Tarefas a realizar ::
1. Reescreva, por favor, a passagem do texto sobre as casas na árvore de Harads que vai de "Como é comum" a "de seu sonho.", trocando "jantar" por "almoço".
2. Dê continuidade ao texto sobre as casas na árvore de Harads a partir da última frase apresentada.

Os feedbacks apaixonados de quem experimentava passar uma noite na altura das copas dos pinheiros não poderiam ser melhores. Alguns mencionaram a sensação revigorante após o sono em meio à natureza, outros contavam como se sentiam reconectados a si mesmos. Em comum, todos relataram ter vivido um sonho de infância. Tudo isso antes da era da ultraexposição digital, quando a busca por experiências do tipo se tornou quase uma necessidade.
Como é comum aos apaixonados pela arte de servir, o pródigo casal da pequena Harads enxergou ali a oportunidade de criar algo que superasse a expectativa de mais gente. Com uma folha desenhada à mão, Kent embarcou rumo a uma de suas aventuras de fly-fishing na Rússia. O grupo contava com três arquitetos. Enquanto preparavam o jantar no acampamento montado às margens do Volga, ele apresentou a ideia, pedindo que cada um desenvolvesse uma casa na árvore à sua maneira, com a condição de que não se comunicassem durante o processo. Sua intenção era ver como eles enxergavam a materialização de seu sonho.
Passados alguns meses, recebeu quatro desenhos completamente diferentes das casas, hoje conhecidas como The Cabin, The UFO, Mirrorcube e Bird‘s Nest. Como entendia pouco sobre hotelaria e nada sobre design, Kent deu a cada um dos arquitetos total autonomia para o desenvolvimento dos interiores de cada projeto. Sem quaisquer recursos, a construção foi, obviamente, negociada a preço de custo.

Dados do exercício ::
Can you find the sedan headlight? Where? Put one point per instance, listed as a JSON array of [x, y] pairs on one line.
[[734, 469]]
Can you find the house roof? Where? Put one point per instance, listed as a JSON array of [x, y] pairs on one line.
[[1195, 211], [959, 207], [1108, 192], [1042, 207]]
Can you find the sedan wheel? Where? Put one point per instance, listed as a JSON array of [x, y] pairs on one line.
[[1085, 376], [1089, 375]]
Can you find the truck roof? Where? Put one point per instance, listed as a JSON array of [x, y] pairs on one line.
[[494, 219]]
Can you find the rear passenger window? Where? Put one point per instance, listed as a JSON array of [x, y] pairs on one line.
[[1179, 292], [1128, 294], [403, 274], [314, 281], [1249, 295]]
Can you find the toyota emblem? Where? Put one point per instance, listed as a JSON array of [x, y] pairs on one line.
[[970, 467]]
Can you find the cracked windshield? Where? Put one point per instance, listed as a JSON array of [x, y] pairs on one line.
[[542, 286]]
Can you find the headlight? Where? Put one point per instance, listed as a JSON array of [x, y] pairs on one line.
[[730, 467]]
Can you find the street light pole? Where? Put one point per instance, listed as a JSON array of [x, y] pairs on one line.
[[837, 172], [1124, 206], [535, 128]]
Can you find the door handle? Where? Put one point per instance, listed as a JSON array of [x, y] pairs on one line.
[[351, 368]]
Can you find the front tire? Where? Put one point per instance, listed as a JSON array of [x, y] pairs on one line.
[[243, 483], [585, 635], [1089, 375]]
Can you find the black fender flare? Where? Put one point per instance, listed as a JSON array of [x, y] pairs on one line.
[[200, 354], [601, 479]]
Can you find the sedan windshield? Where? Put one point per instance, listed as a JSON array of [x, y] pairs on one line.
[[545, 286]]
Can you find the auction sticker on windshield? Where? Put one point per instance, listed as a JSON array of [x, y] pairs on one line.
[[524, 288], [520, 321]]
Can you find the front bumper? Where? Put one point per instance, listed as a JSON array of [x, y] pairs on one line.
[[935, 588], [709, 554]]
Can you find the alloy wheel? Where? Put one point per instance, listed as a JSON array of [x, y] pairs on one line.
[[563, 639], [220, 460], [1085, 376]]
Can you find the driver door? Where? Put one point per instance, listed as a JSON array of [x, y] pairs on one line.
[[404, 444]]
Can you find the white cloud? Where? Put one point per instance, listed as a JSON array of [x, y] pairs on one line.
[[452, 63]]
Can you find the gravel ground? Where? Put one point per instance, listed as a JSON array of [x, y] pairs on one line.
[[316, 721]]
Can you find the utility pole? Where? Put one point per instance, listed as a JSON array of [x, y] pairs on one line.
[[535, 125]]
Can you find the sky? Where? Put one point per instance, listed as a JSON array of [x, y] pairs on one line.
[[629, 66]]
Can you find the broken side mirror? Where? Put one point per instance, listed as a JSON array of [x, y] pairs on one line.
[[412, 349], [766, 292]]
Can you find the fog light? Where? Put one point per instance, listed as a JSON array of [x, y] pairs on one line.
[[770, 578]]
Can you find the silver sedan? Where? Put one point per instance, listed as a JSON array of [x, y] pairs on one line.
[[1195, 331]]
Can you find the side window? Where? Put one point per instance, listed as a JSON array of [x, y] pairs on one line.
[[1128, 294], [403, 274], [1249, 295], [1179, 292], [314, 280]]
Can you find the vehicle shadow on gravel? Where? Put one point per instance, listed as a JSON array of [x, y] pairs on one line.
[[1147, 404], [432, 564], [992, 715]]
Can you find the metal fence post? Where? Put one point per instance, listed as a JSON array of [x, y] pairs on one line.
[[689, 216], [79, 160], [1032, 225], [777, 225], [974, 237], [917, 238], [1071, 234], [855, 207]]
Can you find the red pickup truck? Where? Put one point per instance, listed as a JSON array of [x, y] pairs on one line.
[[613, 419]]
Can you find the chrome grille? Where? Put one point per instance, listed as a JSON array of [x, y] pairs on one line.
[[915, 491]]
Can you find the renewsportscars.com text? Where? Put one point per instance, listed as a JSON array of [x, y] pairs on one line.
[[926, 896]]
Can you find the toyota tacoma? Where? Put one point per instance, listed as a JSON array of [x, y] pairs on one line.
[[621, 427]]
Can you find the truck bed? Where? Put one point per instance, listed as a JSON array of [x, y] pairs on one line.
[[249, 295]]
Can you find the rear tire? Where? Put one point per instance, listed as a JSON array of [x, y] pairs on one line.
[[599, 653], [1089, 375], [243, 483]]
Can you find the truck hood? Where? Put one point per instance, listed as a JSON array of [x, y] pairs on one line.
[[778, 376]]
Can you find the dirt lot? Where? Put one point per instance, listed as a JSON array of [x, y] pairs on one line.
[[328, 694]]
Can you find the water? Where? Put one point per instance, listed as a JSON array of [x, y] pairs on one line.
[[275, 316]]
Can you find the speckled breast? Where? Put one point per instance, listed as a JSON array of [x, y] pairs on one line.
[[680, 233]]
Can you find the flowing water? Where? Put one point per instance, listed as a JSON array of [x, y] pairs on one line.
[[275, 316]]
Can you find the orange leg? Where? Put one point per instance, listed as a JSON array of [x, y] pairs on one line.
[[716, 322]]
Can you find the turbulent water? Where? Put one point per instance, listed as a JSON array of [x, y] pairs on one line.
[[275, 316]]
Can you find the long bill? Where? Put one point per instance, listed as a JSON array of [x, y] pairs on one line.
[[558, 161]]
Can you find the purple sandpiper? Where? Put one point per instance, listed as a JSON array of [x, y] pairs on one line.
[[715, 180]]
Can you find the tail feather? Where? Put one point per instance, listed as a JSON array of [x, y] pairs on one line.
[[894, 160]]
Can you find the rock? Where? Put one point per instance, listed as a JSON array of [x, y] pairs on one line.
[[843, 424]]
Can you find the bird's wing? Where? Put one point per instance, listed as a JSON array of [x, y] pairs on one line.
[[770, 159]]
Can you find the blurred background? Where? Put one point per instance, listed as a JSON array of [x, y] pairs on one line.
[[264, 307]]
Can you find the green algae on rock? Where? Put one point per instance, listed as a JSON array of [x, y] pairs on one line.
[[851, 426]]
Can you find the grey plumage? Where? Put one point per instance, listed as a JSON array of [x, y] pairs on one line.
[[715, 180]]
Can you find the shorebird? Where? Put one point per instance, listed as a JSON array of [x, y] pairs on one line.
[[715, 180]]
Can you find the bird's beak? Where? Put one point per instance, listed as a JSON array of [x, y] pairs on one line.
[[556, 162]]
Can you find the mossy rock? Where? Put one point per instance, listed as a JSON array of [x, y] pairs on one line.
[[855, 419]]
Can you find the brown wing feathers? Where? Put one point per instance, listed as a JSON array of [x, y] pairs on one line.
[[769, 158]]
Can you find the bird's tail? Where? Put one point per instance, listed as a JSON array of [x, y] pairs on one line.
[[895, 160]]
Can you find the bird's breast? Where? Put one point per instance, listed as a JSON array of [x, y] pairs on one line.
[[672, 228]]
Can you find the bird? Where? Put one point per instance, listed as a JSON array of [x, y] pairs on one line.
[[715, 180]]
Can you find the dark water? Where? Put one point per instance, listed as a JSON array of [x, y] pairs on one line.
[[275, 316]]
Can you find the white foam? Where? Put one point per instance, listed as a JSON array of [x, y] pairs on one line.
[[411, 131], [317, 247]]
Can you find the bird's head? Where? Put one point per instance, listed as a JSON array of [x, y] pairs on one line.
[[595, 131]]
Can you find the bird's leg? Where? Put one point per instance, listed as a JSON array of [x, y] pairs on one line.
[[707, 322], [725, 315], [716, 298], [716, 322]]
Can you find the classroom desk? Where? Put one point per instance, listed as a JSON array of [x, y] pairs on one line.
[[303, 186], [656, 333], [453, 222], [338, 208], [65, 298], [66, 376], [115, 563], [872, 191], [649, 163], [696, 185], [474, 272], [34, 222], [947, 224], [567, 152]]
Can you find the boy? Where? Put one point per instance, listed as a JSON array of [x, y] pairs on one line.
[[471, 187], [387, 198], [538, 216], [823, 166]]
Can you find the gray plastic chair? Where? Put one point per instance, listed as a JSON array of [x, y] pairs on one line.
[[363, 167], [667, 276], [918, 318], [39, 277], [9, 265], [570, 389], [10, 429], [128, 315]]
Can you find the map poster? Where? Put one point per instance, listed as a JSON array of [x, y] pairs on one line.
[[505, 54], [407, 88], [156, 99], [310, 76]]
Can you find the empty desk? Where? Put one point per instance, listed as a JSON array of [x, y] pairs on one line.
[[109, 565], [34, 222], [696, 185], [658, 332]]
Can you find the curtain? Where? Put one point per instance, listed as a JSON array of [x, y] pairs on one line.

Respostas do exercício ::
1.
Como é comum aos apaixonados pela arte de servir, o pródigo casal da pequena Harads enxergou ali a oportunidade de criar algo que superasse a expectativa de mais gente. Com uma folha desenhada à mão, Kent embarcou rumo a uma de suas aventuras de fly-fishing na Rússia. O grupo contava com três arquitetos. Enquanto preparavam o almoço no acampamento montado às margens do Volga, ele apresentou a ideia, pedindo que cada um desenvolvesse uma casa na árvore à sua maneira, com a condição de que não se comunicassem durante o processo. Sua intenção era ver como eles enxergavam a materialização de seu sonho.

2.
The Tree Hotel
- A construção foi feita em árvores vivas sem destruir a árvore e sem derrubar nenhuma árvore ou danificar a natureza.
- Os quartos não possuem sistema de esgoto. Os banheiros tem um sistema de combustão moderno e ecologicamente correto onde tudo é incinerado a 600 °C.
- A limpeza é feita sempre com produtos ecologicamente corretos.
- Os banheiros possuem pias eficientes com água corrente suficiente para lavar as mãos, rosto e escovar os dentes. O excedente é recolhido num contentor que é esvaziado diariamente. Os chuveiros estão localizados em um prédio separado.
- O hotel contribui para o desenvolvimento econômico e a qualidade de vida da população local.
- Apoio a produtores e serviços que reflitam autenticamente o estilo de vida e a cultura local.
O nome Treehotel veio somente após a construção da The Cabin, um ano após a inauguração. E após 12 anos funcionando a todo vapor, a essência da simplicidade dos fundadores permanece intacta. Basta uma refeição no simpático restaurante, montado com mesas particulares para cada cabana – com pratos à base de carne de rena e ingredientes típicos da região com variedade abundante de berries – para confirmar que estamos na casa de alguém.
A natureza intocada e a introspectiva cultura da Lapônia – sem visitas ao Papai Noel, nem ansiedade por avistar a aurora boreal (apesar das explosões frequentes na região) são um convite para ler um livro com tranquilidade, apreciando a vista do Rio Lule. Reservar uma sauna particular e caminhar pela floresta descobrindo novos detalhes por diferentes ângulos das cabanas são experiências que ficam na memória. Se é isso que o viajante busca ao sair de casa, não irá se decepcionar.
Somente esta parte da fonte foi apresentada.